## RECORDS FOR THE EXERCISE:
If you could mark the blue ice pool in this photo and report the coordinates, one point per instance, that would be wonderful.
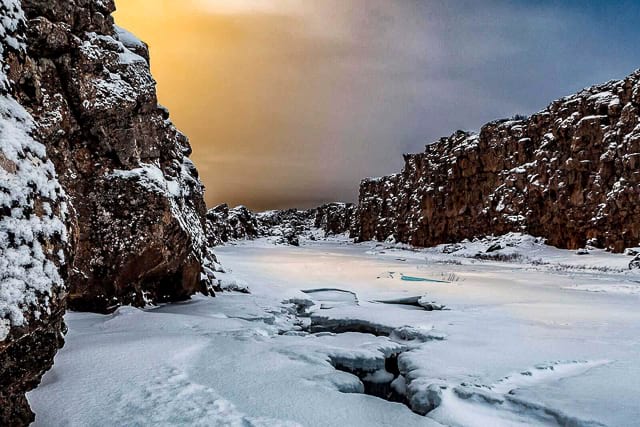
(420, 279)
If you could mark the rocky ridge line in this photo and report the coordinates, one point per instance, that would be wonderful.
(570, 174)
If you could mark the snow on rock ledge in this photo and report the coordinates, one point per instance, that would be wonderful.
(139, 203)
(33, 240)
(568, 173)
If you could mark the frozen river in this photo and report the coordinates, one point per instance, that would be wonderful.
(338, 334)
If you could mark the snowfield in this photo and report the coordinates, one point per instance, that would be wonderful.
(497, 332)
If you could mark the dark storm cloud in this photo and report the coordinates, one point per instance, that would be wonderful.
(296, 102)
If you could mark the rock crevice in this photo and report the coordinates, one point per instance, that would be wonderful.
(569, 173)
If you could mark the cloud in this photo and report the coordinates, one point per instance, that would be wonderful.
(295, 101)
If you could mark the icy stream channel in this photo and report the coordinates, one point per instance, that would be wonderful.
(328, 338)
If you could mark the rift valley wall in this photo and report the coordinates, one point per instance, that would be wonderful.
(99, 203)
(570, 173)
(136, 195)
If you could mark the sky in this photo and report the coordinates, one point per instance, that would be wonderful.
(290, 103)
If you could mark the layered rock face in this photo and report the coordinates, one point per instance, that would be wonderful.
(570, 173)
(225, 224)
(36, 233)
(138, 201)
(287, 226)
(335, 218)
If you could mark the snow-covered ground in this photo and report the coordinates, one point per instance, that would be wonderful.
(534, 336)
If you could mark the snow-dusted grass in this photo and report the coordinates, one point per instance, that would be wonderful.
(522, 344)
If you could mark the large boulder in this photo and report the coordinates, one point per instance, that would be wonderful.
(568, 173)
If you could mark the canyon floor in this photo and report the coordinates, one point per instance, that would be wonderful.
(342, 334)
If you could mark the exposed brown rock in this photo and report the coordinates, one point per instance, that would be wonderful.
(568, 173)
(124, 165)
(36, 237)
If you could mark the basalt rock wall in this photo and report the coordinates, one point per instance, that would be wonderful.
(137, 198)
(570, 173)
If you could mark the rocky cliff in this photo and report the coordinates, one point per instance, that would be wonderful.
(570, 173)
(286, 227)
(99, 203)
(138, 201)
(36, 233)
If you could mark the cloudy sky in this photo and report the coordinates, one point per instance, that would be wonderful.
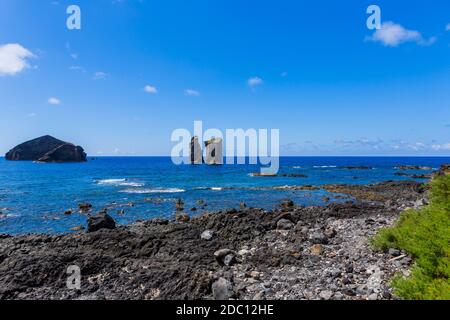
(139, 69)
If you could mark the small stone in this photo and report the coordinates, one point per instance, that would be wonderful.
(159, 221)
(373, 296)
(316, 249)
(284, 224)
(394, 252)
(225, 257)
(318, 238)
(326, 295)
(330, 232)
(346, 281)
(229, 260)
(349, 268)
(287, 203)
(182, 217)
(207, 235)
(222, 289)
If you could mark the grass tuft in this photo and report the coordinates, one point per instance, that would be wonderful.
(425, 235)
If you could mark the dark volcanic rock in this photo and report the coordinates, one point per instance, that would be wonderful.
(65, 153)
(47, 149)
(160, 259)
(101, 221)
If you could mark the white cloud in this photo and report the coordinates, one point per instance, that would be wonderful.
(150, 89)
(440, 147)
(192, 93)
(77, 68)
(392, 34)
(254, 82)
(13, 59)
(54, 101)
(99, 75)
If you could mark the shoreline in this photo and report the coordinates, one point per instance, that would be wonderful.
(290, 252)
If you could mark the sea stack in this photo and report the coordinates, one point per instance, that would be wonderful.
(214, 155)
(196, 151)
(47, 149)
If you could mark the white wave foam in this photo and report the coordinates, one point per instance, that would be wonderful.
(209, 188)
(324, 166)
(146, 191)
(119, 182)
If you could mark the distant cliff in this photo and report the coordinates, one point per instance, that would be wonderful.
(47, 149)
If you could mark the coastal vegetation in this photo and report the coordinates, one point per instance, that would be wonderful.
(425, 235)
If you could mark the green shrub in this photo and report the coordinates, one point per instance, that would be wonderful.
(425, 234)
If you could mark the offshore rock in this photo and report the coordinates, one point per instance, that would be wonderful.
(47, 149)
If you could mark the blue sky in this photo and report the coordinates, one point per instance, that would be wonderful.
(138, 69)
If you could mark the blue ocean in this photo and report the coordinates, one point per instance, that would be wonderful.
(34, 197)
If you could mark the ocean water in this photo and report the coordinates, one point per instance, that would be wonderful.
(34, 197)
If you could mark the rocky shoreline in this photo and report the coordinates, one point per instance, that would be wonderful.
(291, 252)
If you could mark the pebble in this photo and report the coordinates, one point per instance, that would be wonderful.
(207, 235)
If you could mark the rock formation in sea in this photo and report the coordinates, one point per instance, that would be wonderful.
(196, 151)
(214, 154)
(47, 149)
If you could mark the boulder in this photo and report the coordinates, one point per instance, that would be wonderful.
(284, 224)
(207, 235)
(225, 257)
(101, 221)
(46, 149)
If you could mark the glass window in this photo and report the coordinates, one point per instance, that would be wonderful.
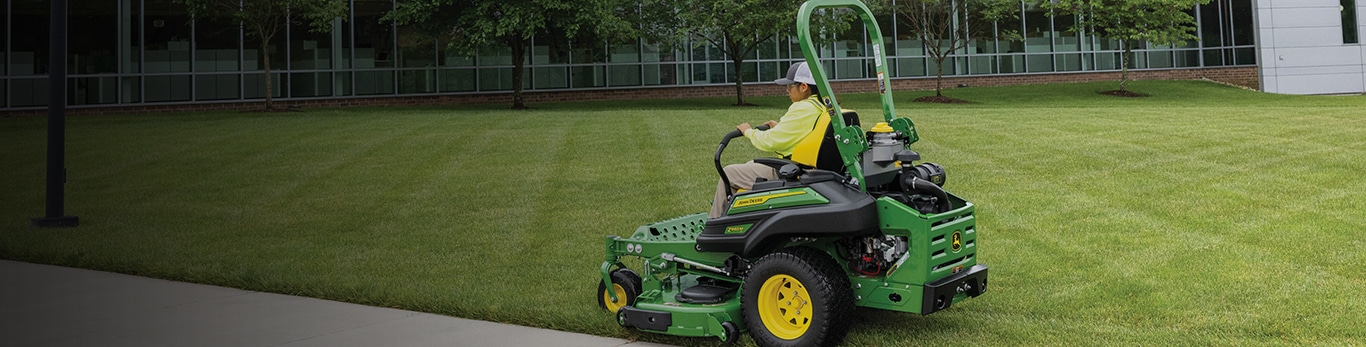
(624, 75)
(1213, 58)
(1160, 59)
(417, 81)
(629, 52)
(1107, 60)
(586, 77)
(1243, 33)
(769, 71)
(167, 26)
(130, 36)
(549, 77)
(981, 64)
(167, 89)
(656, 52)
(92, 90)
(1245, 56)
(252, 53)
(1189, 58)
(342, 82)
(1011, 64)
(373, 82)
(1068, 62)
(254, 85)
(1040, 63)
(29, 52)
(312, 85)
(1210, 23)
(4, 43)
(92, 37)
(910, 67)
(373, 40)
(1348, 8)
(451, 58)
(585, 52)
(313, 51)
(907, 40)
(661, 74)
(131, 89)
(458, 79)
(768, 49)
(1067, 40)
(495, 78)
(1038, 32)
(549, 51)
(29, 92)
(415, 51)
(216, 48)
(217, 86)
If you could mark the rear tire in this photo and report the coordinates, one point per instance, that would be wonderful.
(797, 297)
(626, 284)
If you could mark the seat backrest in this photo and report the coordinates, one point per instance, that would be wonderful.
(820, 150)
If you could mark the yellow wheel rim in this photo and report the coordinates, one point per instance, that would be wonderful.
(784, 306)
(620, 298)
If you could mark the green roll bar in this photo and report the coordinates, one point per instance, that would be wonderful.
(850, 140)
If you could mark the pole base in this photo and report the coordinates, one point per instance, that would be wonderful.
(64, 221)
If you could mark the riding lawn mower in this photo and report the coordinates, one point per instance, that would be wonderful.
(791, 258)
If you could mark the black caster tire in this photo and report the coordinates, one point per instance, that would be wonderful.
(626, 283)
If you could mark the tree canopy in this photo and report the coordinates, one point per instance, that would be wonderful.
(265, 18)
(1160, 22)
(470, 25)
(736, 28)
(947, 26)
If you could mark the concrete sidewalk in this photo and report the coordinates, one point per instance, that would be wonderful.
(43, 305)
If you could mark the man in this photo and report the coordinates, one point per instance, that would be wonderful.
(783, 135)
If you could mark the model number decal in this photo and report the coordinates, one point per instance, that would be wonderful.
(753, 201)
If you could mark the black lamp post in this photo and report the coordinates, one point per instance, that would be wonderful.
(56, 122)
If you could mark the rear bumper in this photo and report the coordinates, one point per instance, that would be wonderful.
(941, 294)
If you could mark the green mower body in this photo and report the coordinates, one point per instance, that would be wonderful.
(792, 257)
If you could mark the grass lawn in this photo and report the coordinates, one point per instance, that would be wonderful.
(1201, 215)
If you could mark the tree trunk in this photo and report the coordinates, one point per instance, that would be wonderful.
(739, 82)
(939, 77)
(1123, 63)
(265, 63)
(518, 66)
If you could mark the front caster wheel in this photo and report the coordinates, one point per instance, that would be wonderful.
(730, 334)
(626, 284)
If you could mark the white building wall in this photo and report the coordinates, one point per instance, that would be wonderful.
(1301, 48)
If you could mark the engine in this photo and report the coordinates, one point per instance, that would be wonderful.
(891, 171)
(873, 256)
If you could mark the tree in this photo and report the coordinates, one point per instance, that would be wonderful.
(470, 25)
(736, 28)
(265, 18)
(945, 26)
(1160, 22)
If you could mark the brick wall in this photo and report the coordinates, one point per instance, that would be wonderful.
(1234, 75)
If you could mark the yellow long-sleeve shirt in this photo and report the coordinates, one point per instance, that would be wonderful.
(791, 129)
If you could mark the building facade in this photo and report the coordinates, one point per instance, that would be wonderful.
(149, 52)
(1310, 47)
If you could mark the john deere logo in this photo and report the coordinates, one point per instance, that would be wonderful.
(741, 228)
(958, 241)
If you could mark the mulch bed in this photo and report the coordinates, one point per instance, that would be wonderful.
(1123, 93)
(941, 100)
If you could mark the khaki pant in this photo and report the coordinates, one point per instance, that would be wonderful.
(742, 176)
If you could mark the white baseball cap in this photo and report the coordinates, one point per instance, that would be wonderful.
(798, 73)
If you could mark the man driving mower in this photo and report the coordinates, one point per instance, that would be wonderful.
(803, 125)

## PROBLEM DESCRIPTION:
In the entries above, find the line containing "If you could mark the white building". Set down that line and every line after it through the last one, exactly and alone.

## EXERCISE RESULT:
If you could mark the white building wall in this photo and report the coordinates, one point per instance, that would be wonderful.
(1301, 48)
If you could mark the engine in this photo and report the coordinates, one point per instance, that would be wonderful.
(891, 171)
(873, 256)
If you could mark the tree in this photo and report the coordinates, one point per instance, that would be wonderful.
(470, 25)
(736, 28)
(265, 18)
(945, 26)
(1160, 22)
If you could mark the brick wall in this photo and report the coordinates, one point per instance, that would be wonderful.
(1234, 75)
If you could mark the yellow long-sleeve shirt in this photo and report the coordinates, one point per instance, that would be wonderful.
(791, 129)
If you could mark the building facade in this photo and report the coordinates, one point per instance, that would be wonderful.
(149, 52)
(1310, 47)
If you could mark the john deere logo in this photo and report the coordinates, one point per instance, that would be wonderful.
(741, 228)
(958, 241)
If you could mark the mulch bed in this photo and report the coordinates, one point per instance, that would be wonderful.
(1123, 93)
(941, 100)
If you could mark the khaki pant in this photo and report the coordinates, one point per instance, that would be wonderful.
(742, 176)
If you could mark the white baseball cap in this photo and report the coordinates, one point per instance, that would be wonderful.
(798, 73)
If you could mark the man driving mower in this photo and report the coordinates, one point per instance, that would be wonderful.
(803, 125)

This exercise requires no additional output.